## Fragmento proporcionado:
- - - - - - -
Sin darnos respiro alguno, la realidad parece empeñada en acelerar, mientras hacemos lo posible para no perder un equilibrio cada día más difícil.
Nos vemos obligados a un ejercicio constante de adaptación a un mundo donde todo está a un simple clic de distancia, y el ejercicio de la libertad de expresión que las redes venían a amplificar parece haber devenido en violencia explícita e intolerancia creciente.
Hoy la discusión en las redes parece agotarse en la posibilidad de denostar, humillar y cancelar al otro, sin margen alguno para el intercambio de ideas que el universo digital prometía.
Hay un nuevo escenario que la palabra “hater” abarca: el de los odiadores que las redes multiplican desnaturalizando toda perspectiva de debate y reduciendo el intercambio a un simple juego de agravios, tal como lo corroboran episodios de los últimos días.
El del arquero del seleccionado juvenil sub-17 Jeremías Florentin, y no mucho antes el de la nadadora Delfina Pignatiello, agredidos con un grado de bajeza que se corresponde con la malevolencia imperante en las distintas plataformas.
- - - - - - -
## Qué hacer:
• a. Por favor, resume el fragmento en dos oraciones.
• b. Copia el fragmento entre “Sin darnos respiro” y “e intolerancia creciente.”, ambos incluidos, y sustituye “equilibrio” por “balance”.
- - - - - - -
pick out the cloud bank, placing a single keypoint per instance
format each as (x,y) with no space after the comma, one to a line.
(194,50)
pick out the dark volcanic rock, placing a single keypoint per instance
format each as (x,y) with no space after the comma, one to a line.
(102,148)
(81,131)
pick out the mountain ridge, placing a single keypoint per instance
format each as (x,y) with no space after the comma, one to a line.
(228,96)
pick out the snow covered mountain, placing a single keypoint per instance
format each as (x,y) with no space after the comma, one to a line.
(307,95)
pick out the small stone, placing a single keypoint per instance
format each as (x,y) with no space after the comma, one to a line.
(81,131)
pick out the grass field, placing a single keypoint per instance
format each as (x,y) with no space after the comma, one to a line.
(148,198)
- - - - - - -
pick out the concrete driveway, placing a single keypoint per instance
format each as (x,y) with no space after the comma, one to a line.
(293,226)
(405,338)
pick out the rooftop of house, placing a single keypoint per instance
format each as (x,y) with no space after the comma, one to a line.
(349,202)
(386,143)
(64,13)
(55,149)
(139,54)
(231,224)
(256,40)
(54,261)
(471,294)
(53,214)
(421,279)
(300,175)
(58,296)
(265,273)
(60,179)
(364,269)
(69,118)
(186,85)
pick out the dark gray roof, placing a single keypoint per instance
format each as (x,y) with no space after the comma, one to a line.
- - - - - - -
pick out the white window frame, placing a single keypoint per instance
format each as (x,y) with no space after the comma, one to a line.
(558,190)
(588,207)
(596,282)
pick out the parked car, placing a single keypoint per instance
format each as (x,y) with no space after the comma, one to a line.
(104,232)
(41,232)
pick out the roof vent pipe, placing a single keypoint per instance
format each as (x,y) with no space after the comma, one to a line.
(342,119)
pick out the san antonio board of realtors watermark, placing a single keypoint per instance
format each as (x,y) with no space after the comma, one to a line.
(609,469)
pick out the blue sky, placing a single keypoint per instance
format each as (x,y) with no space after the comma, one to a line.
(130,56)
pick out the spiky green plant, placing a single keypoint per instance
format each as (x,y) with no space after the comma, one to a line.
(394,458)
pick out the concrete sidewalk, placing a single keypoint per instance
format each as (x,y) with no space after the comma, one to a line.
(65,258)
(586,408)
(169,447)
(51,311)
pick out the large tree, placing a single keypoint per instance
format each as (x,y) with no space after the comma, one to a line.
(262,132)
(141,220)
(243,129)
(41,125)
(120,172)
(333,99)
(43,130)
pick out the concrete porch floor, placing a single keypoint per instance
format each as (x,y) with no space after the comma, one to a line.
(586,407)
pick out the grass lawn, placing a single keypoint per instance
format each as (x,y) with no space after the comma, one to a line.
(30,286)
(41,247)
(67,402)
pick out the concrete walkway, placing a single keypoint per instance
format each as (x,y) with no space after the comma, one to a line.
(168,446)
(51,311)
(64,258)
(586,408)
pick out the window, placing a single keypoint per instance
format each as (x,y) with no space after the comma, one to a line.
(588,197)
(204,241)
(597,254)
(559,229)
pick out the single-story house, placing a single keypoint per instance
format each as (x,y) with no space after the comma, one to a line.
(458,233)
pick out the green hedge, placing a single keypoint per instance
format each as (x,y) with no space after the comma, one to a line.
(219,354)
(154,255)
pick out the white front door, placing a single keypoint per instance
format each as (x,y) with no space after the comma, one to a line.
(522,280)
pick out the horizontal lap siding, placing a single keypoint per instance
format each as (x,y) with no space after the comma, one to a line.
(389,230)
- - - - - - -
## Tus respuestas:
• a. Las redes sociales, que prometían amplificar la libertad de expresión y el intercambio de ideas, parecen haber devenido en violencia explícita, intolerancia creciente y un afán de denostar, humillar y cancelar al otro. La palabra “hater” abarca a los odiadores que las redes multiplican, reduciendo el debate a un juego de agravios, como lo corroboran las agresiones al arquero juvenil Jeremías Florentin y a la nadadora Delfina Pignatiello.

• b.
Sin darnos respiro alguno, la realidad parece empeñada en acelerar, mientras hacemos lo posible para no perder un balance cada día más difícil.
Nos vemos obligados a un ejercicio constante de adaptación a un mundo donde todo está a un simple clic de distancia, y el ejercicio de la libertad de expresión que las redes venían a amplificar parece haber devenido en violencia explícita e intolerancia creciente.